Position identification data
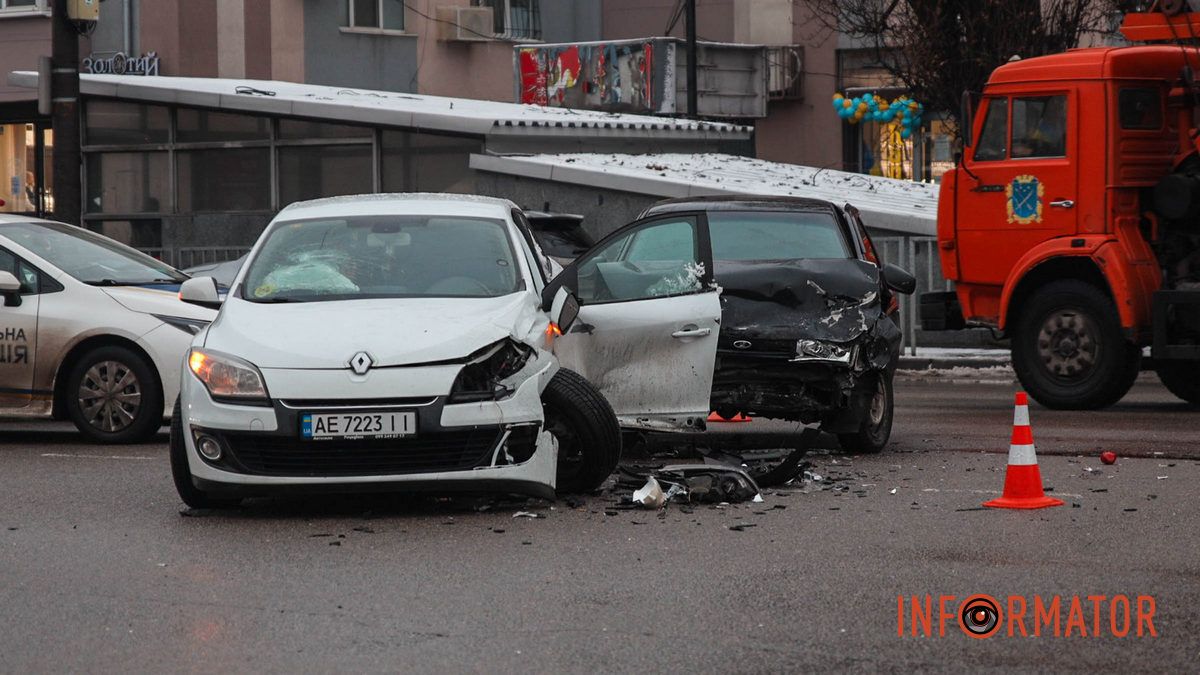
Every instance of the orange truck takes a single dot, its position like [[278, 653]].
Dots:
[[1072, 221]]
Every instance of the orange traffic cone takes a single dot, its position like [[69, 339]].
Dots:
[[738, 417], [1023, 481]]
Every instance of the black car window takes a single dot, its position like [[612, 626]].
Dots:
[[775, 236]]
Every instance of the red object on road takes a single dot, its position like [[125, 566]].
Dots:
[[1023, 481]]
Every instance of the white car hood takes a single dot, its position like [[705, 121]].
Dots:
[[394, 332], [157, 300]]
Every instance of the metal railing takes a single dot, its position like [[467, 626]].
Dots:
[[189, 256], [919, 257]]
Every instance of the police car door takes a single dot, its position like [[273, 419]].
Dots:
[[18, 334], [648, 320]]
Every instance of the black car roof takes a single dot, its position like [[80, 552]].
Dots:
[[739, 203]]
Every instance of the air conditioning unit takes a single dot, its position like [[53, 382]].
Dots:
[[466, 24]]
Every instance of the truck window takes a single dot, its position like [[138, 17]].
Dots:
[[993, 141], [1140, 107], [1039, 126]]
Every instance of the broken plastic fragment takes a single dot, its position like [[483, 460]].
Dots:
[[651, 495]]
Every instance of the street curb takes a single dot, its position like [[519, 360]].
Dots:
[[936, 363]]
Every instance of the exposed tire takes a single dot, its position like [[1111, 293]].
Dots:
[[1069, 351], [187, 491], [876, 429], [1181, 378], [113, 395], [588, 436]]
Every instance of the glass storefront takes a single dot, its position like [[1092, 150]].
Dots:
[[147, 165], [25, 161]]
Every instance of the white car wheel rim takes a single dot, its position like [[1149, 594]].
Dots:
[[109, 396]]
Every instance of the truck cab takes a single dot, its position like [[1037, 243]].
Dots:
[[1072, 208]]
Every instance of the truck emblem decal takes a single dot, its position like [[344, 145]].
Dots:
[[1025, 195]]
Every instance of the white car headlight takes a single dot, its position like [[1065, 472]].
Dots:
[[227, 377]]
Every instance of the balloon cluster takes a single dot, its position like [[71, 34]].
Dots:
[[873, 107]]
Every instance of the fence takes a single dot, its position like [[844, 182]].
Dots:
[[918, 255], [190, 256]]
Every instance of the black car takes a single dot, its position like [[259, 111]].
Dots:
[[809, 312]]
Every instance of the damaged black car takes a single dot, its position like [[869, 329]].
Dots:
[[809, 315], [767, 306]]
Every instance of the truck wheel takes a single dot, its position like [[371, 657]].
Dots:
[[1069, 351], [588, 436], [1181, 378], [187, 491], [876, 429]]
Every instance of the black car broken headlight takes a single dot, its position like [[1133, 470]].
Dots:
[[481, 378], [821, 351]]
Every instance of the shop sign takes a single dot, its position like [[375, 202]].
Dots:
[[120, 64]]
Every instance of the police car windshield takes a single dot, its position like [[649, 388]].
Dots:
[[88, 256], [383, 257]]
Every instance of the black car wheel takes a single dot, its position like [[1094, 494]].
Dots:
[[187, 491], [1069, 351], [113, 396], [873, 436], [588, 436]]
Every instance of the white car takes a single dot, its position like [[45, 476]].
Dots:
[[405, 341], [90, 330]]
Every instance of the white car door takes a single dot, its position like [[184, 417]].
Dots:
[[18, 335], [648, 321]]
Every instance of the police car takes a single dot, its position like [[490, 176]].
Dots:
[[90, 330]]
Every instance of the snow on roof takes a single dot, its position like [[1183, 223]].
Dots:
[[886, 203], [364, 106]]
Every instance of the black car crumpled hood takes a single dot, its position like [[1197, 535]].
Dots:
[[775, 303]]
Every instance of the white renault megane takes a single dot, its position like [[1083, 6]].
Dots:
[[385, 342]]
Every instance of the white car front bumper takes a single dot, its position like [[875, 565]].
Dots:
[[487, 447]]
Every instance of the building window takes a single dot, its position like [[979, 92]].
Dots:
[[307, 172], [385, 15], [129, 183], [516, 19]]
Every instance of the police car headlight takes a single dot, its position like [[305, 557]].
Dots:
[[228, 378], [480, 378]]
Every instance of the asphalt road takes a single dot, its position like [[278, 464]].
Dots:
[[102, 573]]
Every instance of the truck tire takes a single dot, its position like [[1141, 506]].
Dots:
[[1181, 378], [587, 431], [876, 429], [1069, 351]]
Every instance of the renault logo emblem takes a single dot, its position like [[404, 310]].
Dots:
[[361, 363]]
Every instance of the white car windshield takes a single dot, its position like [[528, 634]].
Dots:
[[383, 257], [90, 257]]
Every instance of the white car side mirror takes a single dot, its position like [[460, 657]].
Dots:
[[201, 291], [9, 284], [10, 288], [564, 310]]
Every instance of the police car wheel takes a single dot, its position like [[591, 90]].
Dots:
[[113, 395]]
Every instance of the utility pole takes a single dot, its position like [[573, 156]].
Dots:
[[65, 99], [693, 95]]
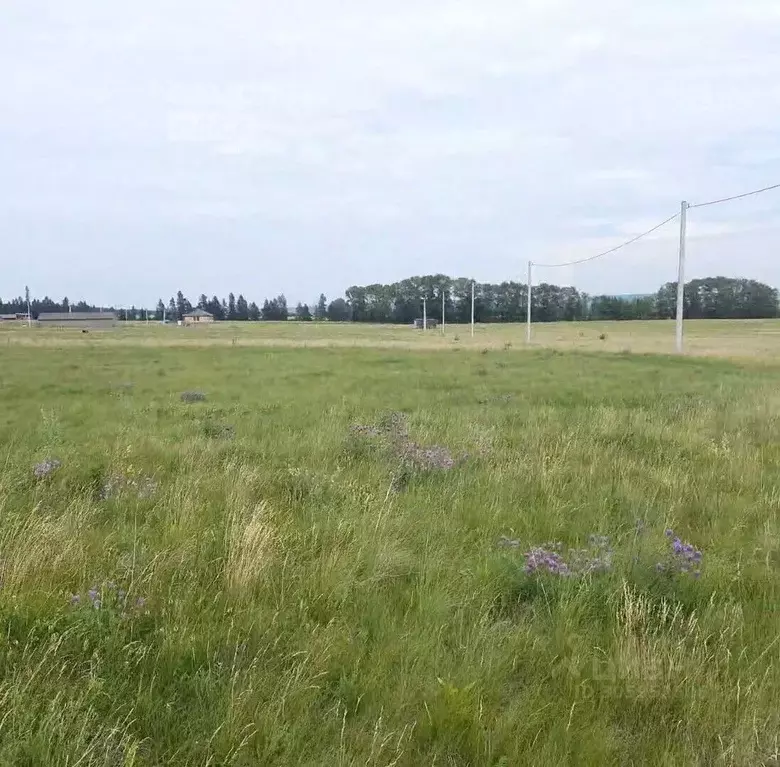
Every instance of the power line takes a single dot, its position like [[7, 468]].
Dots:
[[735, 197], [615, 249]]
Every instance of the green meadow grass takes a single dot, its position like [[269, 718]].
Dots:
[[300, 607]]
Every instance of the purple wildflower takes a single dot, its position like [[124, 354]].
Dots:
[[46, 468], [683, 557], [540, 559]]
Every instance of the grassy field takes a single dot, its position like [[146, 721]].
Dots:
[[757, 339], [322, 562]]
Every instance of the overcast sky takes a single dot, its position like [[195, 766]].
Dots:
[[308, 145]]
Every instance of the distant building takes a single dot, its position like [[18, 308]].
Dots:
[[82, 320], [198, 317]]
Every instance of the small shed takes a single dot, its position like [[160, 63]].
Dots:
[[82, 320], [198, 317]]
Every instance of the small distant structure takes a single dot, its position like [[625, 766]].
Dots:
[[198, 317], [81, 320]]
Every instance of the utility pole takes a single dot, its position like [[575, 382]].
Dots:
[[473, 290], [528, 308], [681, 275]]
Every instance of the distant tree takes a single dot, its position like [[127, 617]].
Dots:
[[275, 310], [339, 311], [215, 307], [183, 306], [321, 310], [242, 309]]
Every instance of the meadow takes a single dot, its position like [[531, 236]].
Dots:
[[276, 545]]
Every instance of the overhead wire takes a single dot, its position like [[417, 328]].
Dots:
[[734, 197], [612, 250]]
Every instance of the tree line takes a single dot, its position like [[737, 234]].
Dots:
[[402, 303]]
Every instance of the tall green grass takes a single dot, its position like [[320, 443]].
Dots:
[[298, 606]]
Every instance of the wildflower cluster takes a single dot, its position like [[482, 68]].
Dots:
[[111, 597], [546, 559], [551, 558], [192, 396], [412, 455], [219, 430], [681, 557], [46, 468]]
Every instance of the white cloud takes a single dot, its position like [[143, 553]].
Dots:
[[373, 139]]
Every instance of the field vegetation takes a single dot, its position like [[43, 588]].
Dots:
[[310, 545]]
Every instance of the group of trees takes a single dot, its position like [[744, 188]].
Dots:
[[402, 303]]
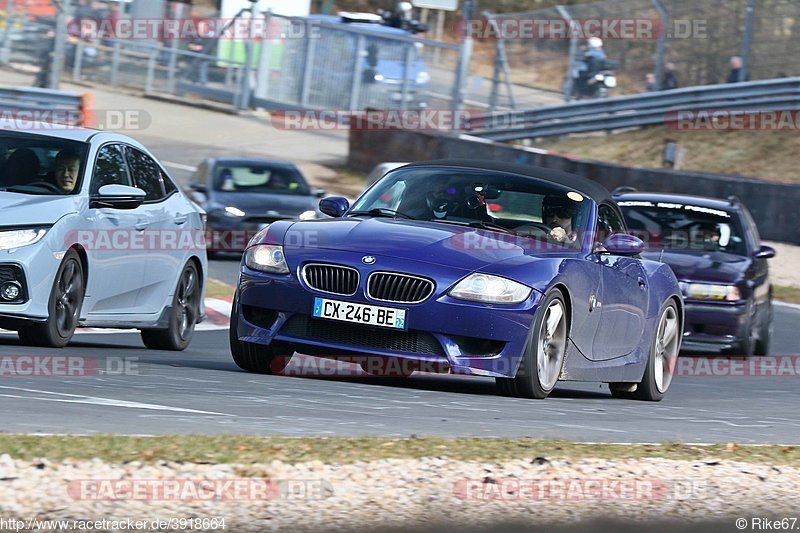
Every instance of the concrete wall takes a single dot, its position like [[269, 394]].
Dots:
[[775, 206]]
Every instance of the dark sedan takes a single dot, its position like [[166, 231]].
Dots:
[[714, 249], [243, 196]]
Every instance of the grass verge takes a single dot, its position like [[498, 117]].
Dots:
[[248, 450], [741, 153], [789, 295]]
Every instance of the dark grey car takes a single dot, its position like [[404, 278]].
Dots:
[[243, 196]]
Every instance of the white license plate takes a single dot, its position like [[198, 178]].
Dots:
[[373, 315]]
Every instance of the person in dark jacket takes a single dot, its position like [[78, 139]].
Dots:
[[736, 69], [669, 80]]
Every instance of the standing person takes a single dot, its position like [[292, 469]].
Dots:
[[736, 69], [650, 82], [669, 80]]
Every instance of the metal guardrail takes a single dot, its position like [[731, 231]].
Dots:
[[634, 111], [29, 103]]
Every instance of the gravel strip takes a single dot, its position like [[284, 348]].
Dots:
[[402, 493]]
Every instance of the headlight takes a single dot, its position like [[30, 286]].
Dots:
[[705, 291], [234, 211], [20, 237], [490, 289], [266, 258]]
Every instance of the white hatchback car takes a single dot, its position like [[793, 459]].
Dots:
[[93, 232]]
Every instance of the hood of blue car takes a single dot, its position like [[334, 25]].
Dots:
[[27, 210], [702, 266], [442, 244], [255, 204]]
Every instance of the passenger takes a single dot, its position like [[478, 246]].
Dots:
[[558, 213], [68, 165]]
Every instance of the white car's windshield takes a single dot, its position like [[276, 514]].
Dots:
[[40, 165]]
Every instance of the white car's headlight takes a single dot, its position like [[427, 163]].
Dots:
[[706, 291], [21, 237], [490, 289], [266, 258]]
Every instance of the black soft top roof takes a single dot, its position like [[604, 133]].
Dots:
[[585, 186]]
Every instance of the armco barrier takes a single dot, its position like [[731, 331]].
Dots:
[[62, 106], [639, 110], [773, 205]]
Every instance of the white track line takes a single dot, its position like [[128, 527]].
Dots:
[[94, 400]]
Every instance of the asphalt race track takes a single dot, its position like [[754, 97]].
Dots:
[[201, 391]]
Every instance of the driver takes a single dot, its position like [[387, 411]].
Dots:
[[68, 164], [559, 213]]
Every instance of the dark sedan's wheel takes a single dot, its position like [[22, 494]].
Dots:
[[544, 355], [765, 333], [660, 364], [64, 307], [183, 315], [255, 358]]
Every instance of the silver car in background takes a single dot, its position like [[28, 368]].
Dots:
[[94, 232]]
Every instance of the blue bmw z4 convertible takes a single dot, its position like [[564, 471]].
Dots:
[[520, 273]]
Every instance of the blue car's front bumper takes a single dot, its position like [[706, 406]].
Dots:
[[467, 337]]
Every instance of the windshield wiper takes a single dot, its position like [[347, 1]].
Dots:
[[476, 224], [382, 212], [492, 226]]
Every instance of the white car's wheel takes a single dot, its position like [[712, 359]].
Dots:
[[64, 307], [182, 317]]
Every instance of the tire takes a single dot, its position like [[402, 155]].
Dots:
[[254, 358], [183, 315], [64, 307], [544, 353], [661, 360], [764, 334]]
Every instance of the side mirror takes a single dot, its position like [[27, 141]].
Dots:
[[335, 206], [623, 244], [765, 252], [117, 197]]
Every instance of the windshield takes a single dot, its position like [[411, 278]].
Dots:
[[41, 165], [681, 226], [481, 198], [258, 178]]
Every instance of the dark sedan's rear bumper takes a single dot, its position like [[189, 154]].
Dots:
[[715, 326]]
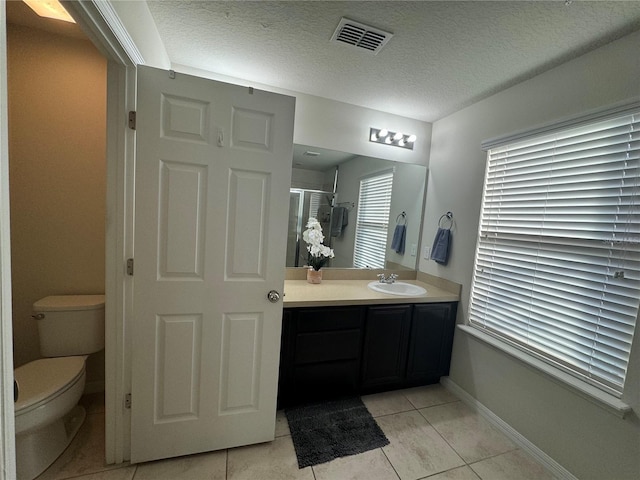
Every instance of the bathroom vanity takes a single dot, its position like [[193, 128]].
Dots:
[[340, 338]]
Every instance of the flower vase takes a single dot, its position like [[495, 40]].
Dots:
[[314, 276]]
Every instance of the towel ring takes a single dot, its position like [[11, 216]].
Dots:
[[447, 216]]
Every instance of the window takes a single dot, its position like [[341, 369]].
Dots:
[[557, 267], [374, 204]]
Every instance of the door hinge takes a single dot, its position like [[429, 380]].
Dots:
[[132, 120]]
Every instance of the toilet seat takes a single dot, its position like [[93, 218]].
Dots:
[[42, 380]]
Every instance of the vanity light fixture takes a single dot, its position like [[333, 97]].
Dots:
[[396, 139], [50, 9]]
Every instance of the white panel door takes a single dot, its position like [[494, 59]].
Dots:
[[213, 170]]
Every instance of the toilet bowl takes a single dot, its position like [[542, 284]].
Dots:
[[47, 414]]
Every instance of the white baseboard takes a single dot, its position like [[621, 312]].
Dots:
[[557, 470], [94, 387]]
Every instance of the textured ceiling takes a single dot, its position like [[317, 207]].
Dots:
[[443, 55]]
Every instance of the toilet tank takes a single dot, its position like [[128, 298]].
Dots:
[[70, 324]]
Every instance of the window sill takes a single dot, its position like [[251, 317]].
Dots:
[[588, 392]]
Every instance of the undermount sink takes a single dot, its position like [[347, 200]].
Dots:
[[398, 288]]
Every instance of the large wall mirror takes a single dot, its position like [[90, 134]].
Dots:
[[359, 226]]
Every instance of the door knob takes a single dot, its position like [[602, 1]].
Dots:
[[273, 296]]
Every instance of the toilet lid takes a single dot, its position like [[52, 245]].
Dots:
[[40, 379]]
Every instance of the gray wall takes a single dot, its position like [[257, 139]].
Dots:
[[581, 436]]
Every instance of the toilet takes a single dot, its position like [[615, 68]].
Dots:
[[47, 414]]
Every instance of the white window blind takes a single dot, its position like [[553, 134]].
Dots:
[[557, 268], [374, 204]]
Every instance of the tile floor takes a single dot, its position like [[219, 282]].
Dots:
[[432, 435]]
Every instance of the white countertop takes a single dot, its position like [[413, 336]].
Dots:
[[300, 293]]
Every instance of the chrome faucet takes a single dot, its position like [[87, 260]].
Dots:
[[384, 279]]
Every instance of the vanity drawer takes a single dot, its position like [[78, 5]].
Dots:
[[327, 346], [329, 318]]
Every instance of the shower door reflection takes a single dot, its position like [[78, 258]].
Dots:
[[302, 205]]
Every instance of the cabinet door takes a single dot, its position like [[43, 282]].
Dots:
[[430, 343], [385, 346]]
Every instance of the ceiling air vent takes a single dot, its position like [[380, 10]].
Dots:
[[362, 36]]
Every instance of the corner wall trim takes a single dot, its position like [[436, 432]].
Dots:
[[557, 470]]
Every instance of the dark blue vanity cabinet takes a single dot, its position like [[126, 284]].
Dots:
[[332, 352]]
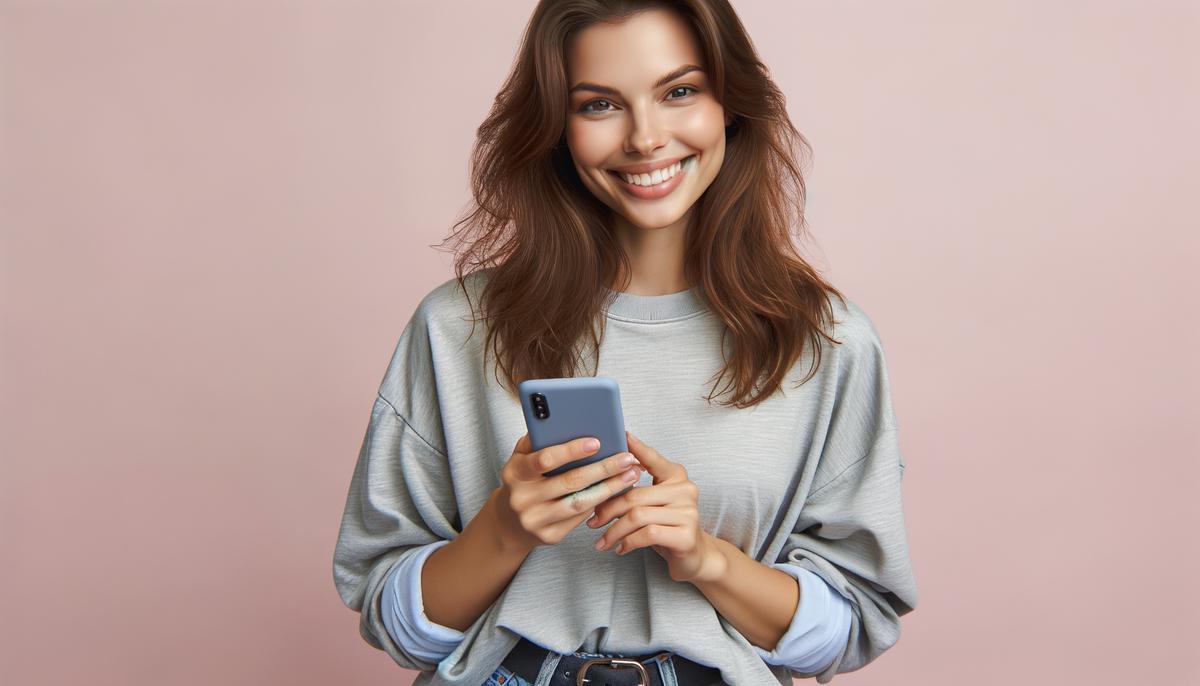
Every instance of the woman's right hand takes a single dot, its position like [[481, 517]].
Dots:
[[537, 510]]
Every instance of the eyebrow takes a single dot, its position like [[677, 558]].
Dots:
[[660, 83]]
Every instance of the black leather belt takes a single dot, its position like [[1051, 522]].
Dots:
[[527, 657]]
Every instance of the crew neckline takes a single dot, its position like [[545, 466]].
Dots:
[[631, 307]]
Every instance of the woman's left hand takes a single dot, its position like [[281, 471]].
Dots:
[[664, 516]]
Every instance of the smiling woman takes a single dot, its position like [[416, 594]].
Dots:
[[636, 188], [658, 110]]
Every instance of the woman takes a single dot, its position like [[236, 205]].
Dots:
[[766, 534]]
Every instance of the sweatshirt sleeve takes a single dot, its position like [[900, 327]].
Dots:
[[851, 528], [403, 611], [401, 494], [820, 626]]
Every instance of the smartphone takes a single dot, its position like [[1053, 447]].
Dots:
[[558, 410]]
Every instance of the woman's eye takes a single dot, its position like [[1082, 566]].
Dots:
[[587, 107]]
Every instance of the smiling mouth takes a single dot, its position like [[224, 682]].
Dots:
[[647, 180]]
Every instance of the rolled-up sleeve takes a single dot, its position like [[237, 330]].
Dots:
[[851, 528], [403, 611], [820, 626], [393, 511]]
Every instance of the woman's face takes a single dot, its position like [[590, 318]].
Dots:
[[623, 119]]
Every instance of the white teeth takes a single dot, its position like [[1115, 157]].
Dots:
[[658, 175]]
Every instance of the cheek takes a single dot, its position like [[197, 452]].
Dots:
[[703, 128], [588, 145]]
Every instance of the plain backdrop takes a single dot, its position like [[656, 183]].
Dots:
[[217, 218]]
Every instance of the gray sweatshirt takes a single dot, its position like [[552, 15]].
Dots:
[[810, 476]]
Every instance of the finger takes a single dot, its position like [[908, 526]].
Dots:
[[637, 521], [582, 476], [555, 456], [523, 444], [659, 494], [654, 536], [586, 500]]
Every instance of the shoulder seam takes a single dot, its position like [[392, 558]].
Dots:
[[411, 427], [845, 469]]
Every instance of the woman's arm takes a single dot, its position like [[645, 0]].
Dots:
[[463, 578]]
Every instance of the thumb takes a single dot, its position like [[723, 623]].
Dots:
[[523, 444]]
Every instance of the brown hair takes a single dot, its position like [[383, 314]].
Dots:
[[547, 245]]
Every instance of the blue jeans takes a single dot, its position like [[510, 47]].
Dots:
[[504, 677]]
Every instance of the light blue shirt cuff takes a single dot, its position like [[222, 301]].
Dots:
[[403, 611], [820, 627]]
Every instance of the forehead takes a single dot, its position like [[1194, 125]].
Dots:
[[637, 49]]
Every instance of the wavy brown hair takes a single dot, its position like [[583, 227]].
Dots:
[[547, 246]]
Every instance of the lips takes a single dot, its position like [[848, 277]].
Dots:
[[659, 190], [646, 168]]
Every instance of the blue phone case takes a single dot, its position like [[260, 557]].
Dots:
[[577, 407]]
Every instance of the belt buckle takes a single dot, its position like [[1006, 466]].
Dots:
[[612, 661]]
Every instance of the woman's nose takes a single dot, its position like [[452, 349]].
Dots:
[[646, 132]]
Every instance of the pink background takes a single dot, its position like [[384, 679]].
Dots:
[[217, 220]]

■ WHAT YOU WILL DO ■
Rewrite every line of the data above from the line containing "Every instance of the standing" through the line containing "[[94, 400]]", keeping both of those lines, and offset each coordinate in the answer lists by adding 87. Leave the sample positions in the other lines unchanged.

■ SOLUTION FOR THIS PROBLEM ■
Every instance of the standing person takes a single dot, its position like [[292, 469]].
Dots:
[[823, 156], [737, 169], [756, 167]]
Every instance of the metal guardrail takes a single dot, its position like [[731, 231]].
Dots:
[[721, 198], [116, 190]]
Every instance of the gravel strip takes a single dot, its position like [[284, 348]].
Dots:
[[489, 580]]
Every instance of the headlight takes a single dot, its position like [[30, 286]].
Dots:
[[792, 378], [321, 298], [107, 324], [577, 376], [353, 345]]
Every instance of the white hatchback car takes a single dot, its position like [[793, 459]].
Dots:
[[180, 319]]
Every instance of the hood of blue car takes a single dot, its position like [[334, 25]].
Dots:
[[114, 297], [789, 353], [529, 331], [342, 291]]
Every instance of the passenger takes a single dot, its position like [[478, 246]].
Dots:
[[645, 300], [155, 252]]
Every instance of the white car's windshield takes a single dot, its position like [[276, 514]].
Dots:
[[127, 252]]
Every instance of the white car's headlight takes a single dot, its position like [[427, 163]].
Dots:
[[793, 378], [108, 324], [577, 376], [353, 345]]
Every instance of the black soft top roof takes a single dot, its position like [[604, 133]].
Dots:
[[672, 273]]
Every instance of the armco barrier takes a single dot, its position like [[731, 331]].
Dots:
[[149, 193], [726, 197], [860, 292]]
Every instance of the white track line takes a single dot, its position like [[128, 527]].
Dots:
[[181, 487]]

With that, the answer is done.